* start DATA *

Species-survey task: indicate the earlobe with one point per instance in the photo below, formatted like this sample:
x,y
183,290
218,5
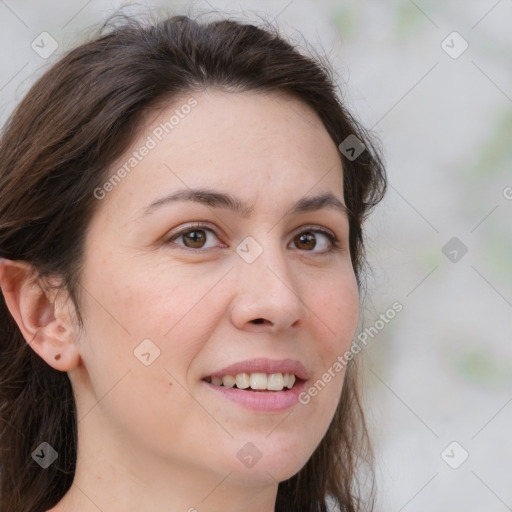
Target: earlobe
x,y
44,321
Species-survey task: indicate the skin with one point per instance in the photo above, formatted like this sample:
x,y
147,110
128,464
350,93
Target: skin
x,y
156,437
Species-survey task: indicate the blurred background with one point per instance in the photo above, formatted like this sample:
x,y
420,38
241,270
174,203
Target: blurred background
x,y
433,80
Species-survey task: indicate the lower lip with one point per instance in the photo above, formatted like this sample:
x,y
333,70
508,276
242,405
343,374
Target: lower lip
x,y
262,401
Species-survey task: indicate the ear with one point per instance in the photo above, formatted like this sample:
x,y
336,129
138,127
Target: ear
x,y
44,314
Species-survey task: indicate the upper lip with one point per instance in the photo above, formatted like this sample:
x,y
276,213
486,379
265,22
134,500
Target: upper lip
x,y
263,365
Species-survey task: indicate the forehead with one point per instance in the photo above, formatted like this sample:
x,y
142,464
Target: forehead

* end DATA *

TASK OBJECTIVE
Without including any pictures, reproduce the listing exactly.

SOLUTION FOR THIS PROBLEM
Species-survey task: indicate the earlobe with one point per instance in the photo below, formatted like this sample:
x,y
183,290
218,5
Target: earlobe
x,y
44,321
Species-survey task: indicate the skin with one point per instance in the photo above, formatted like this sample:
x,y
147,110
128,464
350,93
Target: skin
x,y
156,437
Species-survey task: indicate the blurred background with one point per instance in the photo above, formatted like this sample:
x,y
420,38
241,270
174,203
Target: blurred background
x,y
433,80
Species-survey task: indicate the lower lip with one point per instance in the photo above, formatted like this sample:
x,y
333,70
508,276
242,405
343,374
Target: lower lip
x,y
262,401
Species-survey task: indicate the ear with one point per instance in the photo above, formatted like this sample:
x,y
336,129
138,127
Target: ear
x,y
44,314
Species-survey task: indicate the upper lip with one point per instance in the photo above, formatted like this sample:
x,y
276,213
486,379
265,22
134,500
Target: upper lip
x,y
263,365
Species-survey task: indicate the forehead with one point per instance in the photo above, formatted like this sample:
x,y
142,464
Target: forehead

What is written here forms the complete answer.